* START RECORDS *

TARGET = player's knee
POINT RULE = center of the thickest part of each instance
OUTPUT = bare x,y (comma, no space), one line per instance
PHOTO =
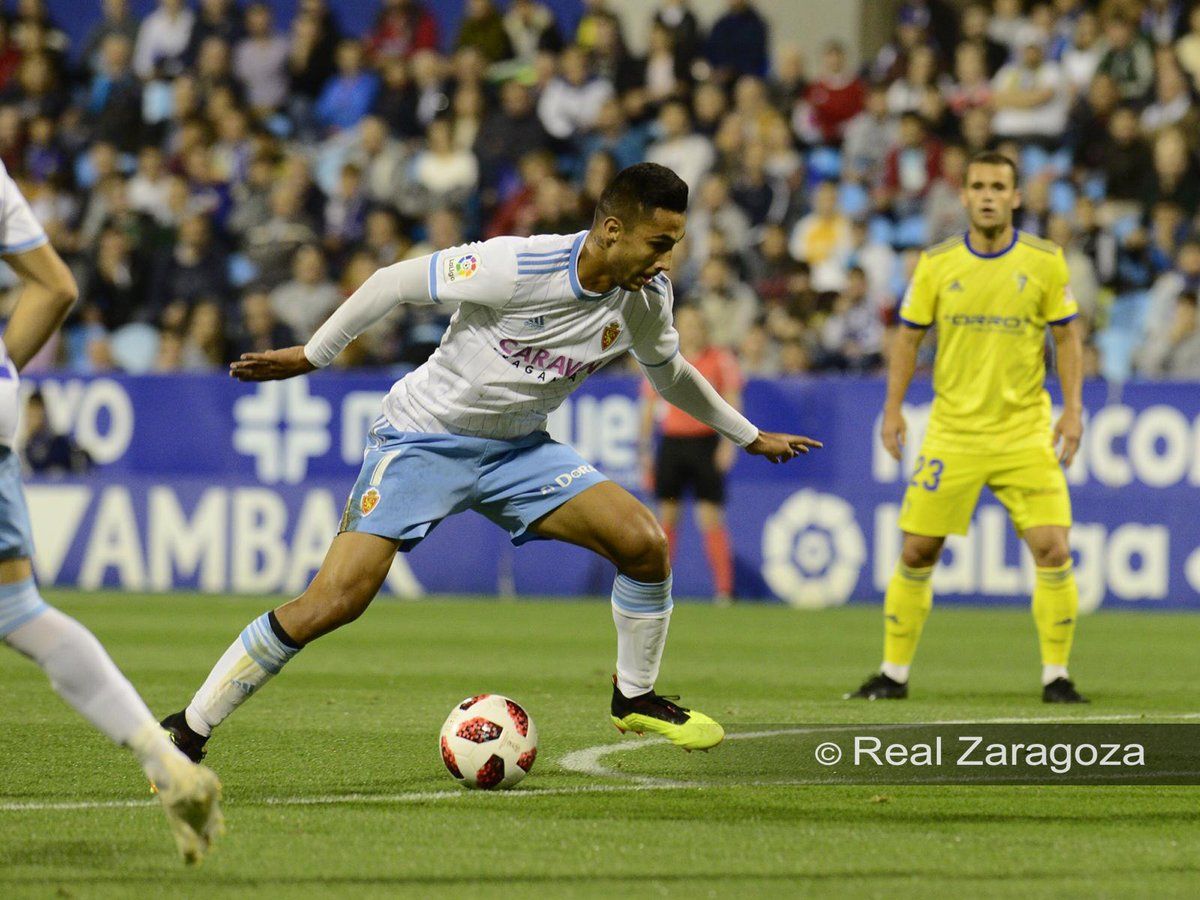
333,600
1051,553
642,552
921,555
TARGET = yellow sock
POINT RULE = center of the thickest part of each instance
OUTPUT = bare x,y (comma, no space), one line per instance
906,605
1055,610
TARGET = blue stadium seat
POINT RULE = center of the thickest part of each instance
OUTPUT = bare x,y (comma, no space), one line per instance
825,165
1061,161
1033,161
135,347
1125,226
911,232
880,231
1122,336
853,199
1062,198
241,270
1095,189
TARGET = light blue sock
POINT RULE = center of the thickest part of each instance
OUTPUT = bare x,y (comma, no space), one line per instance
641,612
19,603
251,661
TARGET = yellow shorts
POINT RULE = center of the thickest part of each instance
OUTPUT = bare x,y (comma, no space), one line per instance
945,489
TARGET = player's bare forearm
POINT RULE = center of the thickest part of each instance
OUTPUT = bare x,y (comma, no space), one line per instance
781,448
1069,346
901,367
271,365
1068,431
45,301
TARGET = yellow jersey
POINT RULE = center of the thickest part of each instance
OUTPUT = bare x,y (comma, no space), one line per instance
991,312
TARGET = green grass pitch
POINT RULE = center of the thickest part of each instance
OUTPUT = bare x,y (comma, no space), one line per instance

* END RECORDS *

**EXERCISE TASK**
Retype all of the records above line for line, without changing anything, and leave out the picture.

**ANSWER TO THIS TASK**
TARGET = player's knee
POINT RULE = center of the thickest part of each instance
OUTPUT = bare x,y (comma, no space), one line per instance
PHOTO =
333,600
1051,553
642,552
921,555
TARGET = yellow sock
POINT RULE = center of the thickest part of each instance
OUTPUT = bare x,y (comma, no space), one line per instance
906,605
1055,610
TARGET = blue stadium seat
POINT RULE = center of the thickest part of each instance
OUTPUT = bare x,y (comma, no space), one line per instance
825,165
1061,161
1033,161
135,347
1125,226
911,232
880,231
1122,336
853,199
1062,198
241,270
1095,189
TARGET = light blue sock
POINT RULE = center of the thickest part of each instance
OUTPUT = bare x,y (comma, no space), one line per instance
641,612
19,603
251,661
TARGET = yellow shorts
POINT RULE = center of the thickest part of each instance
OUTPUT = bare x,y (comma, no space), one line per instance
945,489
TARGET = player's bare forearm
POINT RULE = center of the thickest part of each instance
OUTPUT = bare x,y (comma, no space), one line per instance
781,448
1069,346
901,367
271,365
1068,431
45,301
TARGET = yellow jersey
POINT RULE = center of the thickest part of each instance
OUTPUT = bare x,y (comma, no space), one line per instance
991,312
TARGET = green grass pitch
POINT RULE = center of the thickest part of each instance
OUTPUT = bare x,y (comma, no space), one line per instance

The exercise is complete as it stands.